§ The problem
Repeat the full listing below verbatim and keep the images out.
··········
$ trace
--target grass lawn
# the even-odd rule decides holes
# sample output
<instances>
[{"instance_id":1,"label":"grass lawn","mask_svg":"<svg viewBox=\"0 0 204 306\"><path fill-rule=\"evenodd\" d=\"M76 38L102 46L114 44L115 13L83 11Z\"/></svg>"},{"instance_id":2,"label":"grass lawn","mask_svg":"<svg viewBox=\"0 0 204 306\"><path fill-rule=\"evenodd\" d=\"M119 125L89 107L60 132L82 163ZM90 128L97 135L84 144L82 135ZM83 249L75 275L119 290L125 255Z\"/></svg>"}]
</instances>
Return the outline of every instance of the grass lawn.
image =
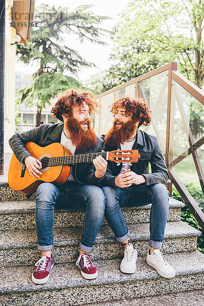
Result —
<instances>
[{"instance_id":1,"label":"grass lawn","mask_svg":"<svg viewBox=\"0 0 204 306\"><path fill-rule=\"evenodd\" d=\"M200 161L202 168L203 170L204 150L201 150L201 152ZM200 186L193 158L191 155L186 157L183 161L173 167L173 169L184 184L192 183L194 185Z\"/></svg>"}]
</instances>

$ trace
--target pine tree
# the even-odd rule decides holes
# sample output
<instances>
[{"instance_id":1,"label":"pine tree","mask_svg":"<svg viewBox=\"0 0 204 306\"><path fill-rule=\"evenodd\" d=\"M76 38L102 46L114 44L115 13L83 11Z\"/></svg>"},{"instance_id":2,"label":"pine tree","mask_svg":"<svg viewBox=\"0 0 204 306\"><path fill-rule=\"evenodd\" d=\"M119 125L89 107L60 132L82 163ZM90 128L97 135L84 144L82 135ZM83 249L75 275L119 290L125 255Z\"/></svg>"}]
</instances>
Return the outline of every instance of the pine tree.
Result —
<instances>
[{"instance_id":1,"label":"pine tree","mask_svg":"<svg viewBox=\"0 0 204 306\"><path fill-rule=\"evenodd\" d=\"M95 15L91 5L82 5L73 11L68 8L42 5L35 11L31 41L17 45L17 56L26 64L37 61L39 68L33 74L33 83L18 91L17 102L37 105L36 126L40 124L41 112L50 99L70 88L79 88L80 82L68 75L77 75L84 66L94 64L85 60L78 51L64 43L67 34L74 35L83 42L105 44L100 37L109 31L98 27L107 16ZM66 41L67 41L66 40Z\"/></svg>"}]
</instances>

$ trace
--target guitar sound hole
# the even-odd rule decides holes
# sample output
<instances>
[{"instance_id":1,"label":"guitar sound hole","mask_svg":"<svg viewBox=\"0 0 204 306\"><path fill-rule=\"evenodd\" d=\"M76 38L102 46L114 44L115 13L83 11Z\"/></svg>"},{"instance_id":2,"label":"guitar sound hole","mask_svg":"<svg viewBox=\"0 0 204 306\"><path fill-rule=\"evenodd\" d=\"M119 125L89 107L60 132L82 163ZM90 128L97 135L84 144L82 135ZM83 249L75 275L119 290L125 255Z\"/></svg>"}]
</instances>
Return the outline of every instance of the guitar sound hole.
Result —
<instances>
[{"instance_id":1,"label":"guitar sound hole","mask_svg":"<svg viewBox=\"0 0 204 306\"><path fill-rule=\"evenodd\" d=\"M49 162L49 159L48 157L43 157L40 161L42 163L42 169L44 169L48 167Z\"/></svg>"}]
</instances>

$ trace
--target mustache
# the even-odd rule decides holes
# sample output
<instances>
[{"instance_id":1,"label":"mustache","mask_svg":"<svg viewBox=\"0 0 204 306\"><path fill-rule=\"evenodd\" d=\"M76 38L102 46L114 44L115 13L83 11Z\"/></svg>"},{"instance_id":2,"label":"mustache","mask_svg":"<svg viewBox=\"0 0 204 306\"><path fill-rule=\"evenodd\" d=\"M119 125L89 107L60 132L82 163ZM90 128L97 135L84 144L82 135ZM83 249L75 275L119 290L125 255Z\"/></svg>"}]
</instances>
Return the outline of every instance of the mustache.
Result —
<instances>
[{"instance_id":1,"label":"mustache","mask_svg":"<svg viewBox=\"0 0 204 306\"><path fill-rule=\"evenodd\" d=\"M119 147L120 143L124 143L126 139L137 131L136 120L131 119L127 122L122 123L121 126L116 126L116 122L120 120L115 120L112 127L109 130L105 136L105 142L110 146Z\"/></svg>"}]
</instances>

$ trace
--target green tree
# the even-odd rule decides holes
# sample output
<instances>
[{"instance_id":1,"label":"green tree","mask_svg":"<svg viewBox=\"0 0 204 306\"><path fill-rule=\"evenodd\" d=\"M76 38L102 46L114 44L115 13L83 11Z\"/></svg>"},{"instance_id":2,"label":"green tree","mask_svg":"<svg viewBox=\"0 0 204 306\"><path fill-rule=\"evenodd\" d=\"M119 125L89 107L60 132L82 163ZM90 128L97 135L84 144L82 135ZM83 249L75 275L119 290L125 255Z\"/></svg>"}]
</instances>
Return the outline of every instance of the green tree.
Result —
<instances>
[{"instance_id":1,"label":"green tree","mask_svg":"<svg viewBox=\"0 0 204 306\"><path fill-rule=\"evenodd\" d=\"M70 11L68 8L42 5L35 11L36 27L31 41L17 44L17 56L26 64L37 61L39 68L34 74L33 83L18 92L17 102L36 104L36 126L40 124L41 112L50 98L80 83L68 75L77 75L83 66L94 65L84 60L79 52L66 45L68 35L73 35L81 42L85 39L105 44L103 35L109 33L98 27L109 17L95 15L91 5L82 5Z\"/></svg>"},{"instance_id":2,"label":"green tree","mask_svg":"<svg viewBox=\"0 0 204 306\"><path fill-rule=\"evenodd\" d=\"M201 88L203 18L204 0L131 1L115 27L111 58L119 69L132 62L140 74L143 65L151 69L177 60L180 71Z\"/></svg>"},{"instance_id":3,"label":"green tree","mask_svg":"<svg viewBox=\"0 0 204 306\"><path fill-rule=\"evenodd\" d=\"M168 62L201 88L204 75L204 0L132 0L115 26L107 90ZM203 133L202 106L191 102L194 139Z\"/></svg>"}]
</instances>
··········
§ Task result
$ trace
--target grass lawn
# the even-odd rule decides holes
# sample output
<instances>
[{"instance_id":1,"label":"grass lawn","mask_svg":"<svg viewBox=\"0 0 204 306\"><path fill-rule=\"evenodd\" d=\"M76 38L102 46L114 44L115 13L83 11Z\"/></svg>"},{"instance_id":2,"label":"grass lawn","mask_svg":"<svg viewBox=\"0 0 204 306\"><path fill-rule=\"evenodd\" d=\"M119 125L89 107L60 132L82 163ZM90 128L97 135L84 144L82 135ZM83 249L75 275L119 290L125 255Z\"/></svg>"}]
</instances>
Return the outline of every instance of the grass lawn.
image =
Result —
<instances>
[{"instance_id":1,"label":"grass lawn","mask_svg":"<svg viewBox=\"0 0 204 306\"><path fill-rule=\"evenodd\" d=\"M200 161L202 168L203 170L204 150L201 150L201 152ZM200 186L193 158L191 155L186 157L183 161L173 167L173 169L184 184L192 183L194 185Z\"/></svg>"}]
</instances>

$ trace
--target pine tree
# the even-odd rule decides holes
# sample output
<instances>
[{"instance_id":1,"label":"pine tree","mask_svg":"<svg viewBox=\"0 0 204 306\"><path fill-rule=\"evenodd\" d=\"M76 38L102 46L114 44L115 13L83 11Z\"/></svg>"},{"instance_id":2,"label":"pine tree","mask_svg":"<svg viewBox=\"0 0 204 306\"><path fill-rule=\"evenodd\" d=\"M119 125L89 107L60 132L82 163ZM90 128L97 135L84 144L82 135ZM83 249L75 275L119 290L125 255Z\"/></svg>"}]
</instances>
Return the outline of every instance of the pine tree.
Result —
<instances>
[{"instance_id":1,"label":"pine tree","mask_svg":"<svg viewBox=\"0 0 204 306\"><path fill-rule=\"evenodd\" d=\"M95 15L91 5L82 5L73 11L68 8L42 5L35 11L31 41L17 45L17 56L26 64L37 61L39 68L33 74L33 83L18 91L17 102L37 105L36 126L40 124L41 112L50 99L70 88L79 88L80 82L68 75L77 75L84 66L94 64L85 60L78 51L64 43L67 34L74 35L83 42L105 44L100 37L109 31L98 27L107 16ZM66 41L67 41L66 40Z\"/></svg>"}]
</instances>

$ trace
--target guitar sound hole
# the even-odd rule decides holes
# sample output
<instances>
[{"instance_id":1,"label":"guitar sound hole","mask_svg":"<svg viewBox=\"0 0 204 306\"><path fill-rule=\"evenodd\" d=\"M76 38L102 46L114 44L115 13L83 11Z\"/></svg>"},{"instance_id":2,"label":"guitar sound hole","mask_svg":"<svg viewBox=\"0 0 204 306\"><path fill-rule=\"evenodd\" d=\"M119 125L89 107L60 132L82 163ZM90 128L97 135L84 144L82 135ZM83 249L75 275L119 290L125 255Z\"/></svg>"}]
</instances>
Return the outline of every instance of the guitar sound hole.
Result —
<instances>
[{"instance_id":1,"label":"guitar sound hole","mask_svg":"<svg viewBox=\"0 0 204 306\"><path fill-rule=\"evenodd\" d=\"M49 162L49 159L48 157L43 157L40 161L42 163L42 169L44 169L48 167Z\"/></svg>"}]
</instances>

$ trace
--target mustache
# the even-odd rule decides holes
# sample output
<instances>
[{"instance_id":1,"label":"mustache","mask_svg":"<svg viewBox=\"0 0 204 306\"><path fill-rule=\"evenodd\" d=\"M76 38L102 46L114 44L115 13L83 11Z\"/></svg>"},{"instance_id":2,"label":"mustache","mask_svg":"<svg viewBox=\"0 0 204 306\"><path fill-rule=\"evenodd\" d=\"M119 125L89 107L60 132L82 163ZM90 128L97 135L84 144L82 135ZM83 249L75 275L119 290L125 255Z\"/></svg>"}]
</instances>
Return the outline of every instance of the mustache.
Result —
<instances>
[{"instance_id":1,"label":"mustache","mask_svg":"<svg viewBox=\"0 0 204 306\"><path fill-rule=\"evenodd\" d=\"M119 147L120 143L124 143L126 139L137 131L136 120L131 119L127 122L122 123L121 126L116 126L116 122L120 120L115 120L112 127L109 130L105 136L105 142L110 146Z\"/></svg>"}]
</instances>

$ trace
--target green tree
# the even-odd rule decides holes
# sample output
<instances>
[{"instance_id":1,"label":"green tree","mask_svg":"<svg viewBox=\"0 0 204 306\"><path fill-rule=\"evenodd\" d=\"M76 38L102 46L114 44L115 13L83 11Z\"/></svg>"},{"instance_id":2,"label":"green tree","mask_svg":"<svg viewBox=\"0 0 204 306\"><path fill-rule=\"evenodd\" d=\"M119 125L89 107L60 132L82 163ZM90 128L97 135L84 144L82 135ZM83 249L75 275L119 290L125 255Z\"/></svg>"}]
</instances>
Return the outline of every instance of the green tree.
Result —
<instances>
[{"instance_id":1,"label":"green tree","mask_svg":"<svg viewBox=\"0 0 204 306\"><path fill-rule=\"evenodd\" d=\"M70 11L68 8L42 5L35 11L36 27L31 41L17 44L17 56L26 64L37 61L39 68L34 74L33 83L18 92L17 102L36 104L36 126L40 124L41 112L50 98L80 83L68 75L77 75L83 66L94 65L84 60L79 52L66 45L68 35L73 35L81 42L85 39L105 44L103 35L109 33L98 27L109 17L95 15L91 5L82 5Z\"/></svg>"},{"instance_id":2,"label":"green tree","mask_svg":"<svg viewBox=\"0 0 204 306\"><path fill-rule=\"evenodd\" d=\"M201 88L203 18L204 0L131 1L115 27L111 58L119 69L132 62L140 74L143 65L151 69L177 60L180 71Z\"/></svg>"},{"instance_id":3,"label":"green tree","mask_svg":"<svg viewBox=\"0 0 204 306\"><path fill-rule=\"evenodd\" d=\"M168 62L201 88L204 75L204 0L132 0L115 26L107 90ZM203 133L202 106L191 102L194 139Z\"/></svg>"}]
</instances>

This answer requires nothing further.